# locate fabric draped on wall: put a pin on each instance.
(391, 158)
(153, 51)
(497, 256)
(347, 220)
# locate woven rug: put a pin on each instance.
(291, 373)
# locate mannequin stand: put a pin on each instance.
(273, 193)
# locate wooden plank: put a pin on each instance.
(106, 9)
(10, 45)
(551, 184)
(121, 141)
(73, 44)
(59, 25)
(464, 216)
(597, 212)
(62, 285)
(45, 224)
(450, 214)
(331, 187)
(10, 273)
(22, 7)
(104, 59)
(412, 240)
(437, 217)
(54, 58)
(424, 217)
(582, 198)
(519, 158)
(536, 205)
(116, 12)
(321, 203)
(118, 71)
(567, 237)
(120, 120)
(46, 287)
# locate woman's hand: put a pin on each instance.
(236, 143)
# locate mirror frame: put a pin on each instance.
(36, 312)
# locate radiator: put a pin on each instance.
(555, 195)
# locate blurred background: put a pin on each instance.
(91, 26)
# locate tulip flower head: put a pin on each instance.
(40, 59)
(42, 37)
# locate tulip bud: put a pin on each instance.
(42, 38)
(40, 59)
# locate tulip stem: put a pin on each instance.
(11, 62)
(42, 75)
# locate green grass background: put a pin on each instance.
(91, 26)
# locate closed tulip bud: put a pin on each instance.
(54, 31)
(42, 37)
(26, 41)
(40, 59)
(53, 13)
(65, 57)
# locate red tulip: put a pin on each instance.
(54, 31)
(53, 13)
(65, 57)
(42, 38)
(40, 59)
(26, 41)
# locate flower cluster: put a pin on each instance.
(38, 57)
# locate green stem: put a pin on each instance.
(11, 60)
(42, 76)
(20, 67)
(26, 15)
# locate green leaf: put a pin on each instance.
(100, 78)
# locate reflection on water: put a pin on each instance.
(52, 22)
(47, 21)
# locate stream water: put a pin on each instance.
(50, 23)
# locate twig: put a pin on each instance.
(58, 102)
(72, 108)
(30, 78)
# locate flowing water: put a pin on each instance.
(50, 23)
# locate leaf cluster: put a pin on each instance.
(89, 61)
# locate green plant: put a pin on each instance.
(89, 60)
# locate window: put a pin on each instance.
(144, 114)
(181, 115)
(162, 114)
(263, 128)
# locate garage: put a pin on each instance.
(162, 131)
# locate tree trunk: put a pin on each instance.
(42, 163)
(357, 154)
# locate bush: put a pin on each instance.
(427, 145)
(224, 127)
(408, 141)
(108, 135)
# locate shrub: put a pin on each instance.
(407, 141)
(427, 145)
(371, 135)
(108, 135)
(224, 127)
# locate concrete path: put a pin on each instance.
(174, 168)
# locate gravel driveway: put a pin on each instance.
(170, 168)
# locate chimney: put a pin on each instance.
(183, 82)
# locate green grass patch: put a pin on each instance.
• • •
Task objective: Reproduce all the entries above. Match them exactly.

Solution to the exercise:
# locate fabric draped on wall: put a pin on each instance.
(391, 158)
(153, 51)
(497, 256)
(347, 220)
# locate woven rug: put a pin on each instance.
(291, 373)
# locate mannequin stand: put a pin on each instance.
(273, 193)
# locate wooden plank: put a pin on each instance.
(106, 9)
(10, 45)
(551, 184)
(121, 141)
(73, 44)
(59, 25)
(464, 216)
(597, 212)
(62, 285)
(45, 224)
(450, 214)
(331, 187)
(10, 273)
(22, 7)
(104, 59)
(412, 240)
(437, 217)
(54, 58)
(424, 217)
(582, 198)
(519, 158)
(536, 205)
(116, 12)
(321, 203)
(118, 71)
(567, 237)
(120, 120)
(46, 287)
# locate woman's hand: put a pin on each instance.
(236, 143)
# locate mirror frame: put a pin on each instance.
(36, 312)
# locate radiator: put a pin on each instance.
(555, 195)
# locate blurred background: put a pin on each instance.
(91, 26)
# locate tulip flower head: put a pin on each instance.
(40, 59)
(42, 37)
# locate tulip bud: put a pin on each instance.
(42, 38)
(40, 59)
# locate tulip stem: put a pin on each instance.
(11, 62)
(42, 75)
# locate green grass background: put a pin on each instance.
(91, 26)
# locate closed tulip bud: put a pin on each instance.
(54, 31)
(42, 37)
(26, 41)
(40, 59)
(53, 13)
(65, 57)
# locate red tulip: put a pin on each instance.
(54, 31)
(53, 13)
(65, 57)
(42, 38)
(40, 59)
(26, 41)
# locate flower cluster: put a pin on each instance.
(38, 57)
# locate green stem: put a pin on each instance.
(11, 60)
(42, 76)
(20, 67)
(26, 15)
# locate green leaf: put a pin on each instance.
(100, 78)
# locate reflection on water: put a pin on each instance.
(52, 22)
(47, 21)
# locate stream water: put a pin on each instance.
(50, 23)
# locate twig: put a pin on each instance.
(58, 102)
(72, 108)
(30, 78)
# locate flowing water: put a pin on each instance.
(50, 23)
# locate leaf cluster: put a pin on each instance.
(89, 61)
# locate green plant: put a pin on each instance.
(89, 60)
# locate window: put a pin on each instance.
(144, 114)
(181, 115)
(162, 114)
(263, 128)
# locate garage: put a pin on each instance.
(162, 131)
# locate tree trunk: put a pin on each instance.
(42, 163)
(357, 154)
# locate bush: put a pin on each instance.
(427, 145)
(224, 127)
(408, 141)
(108, 135)
# locate shrub: put a pin on each instance.
(407, 141)
(427, 145)
(371, 135)
(108, 135)
(224, 127)
# locate concrete path: put a pin on each instance.
(174, 168)
# locate gravel driveway: put a pin on each instance.
(170, 168)
# locate chimney: put a pin on each instance.
(183, 82)
# locate green grass patch: put a pin on each instance.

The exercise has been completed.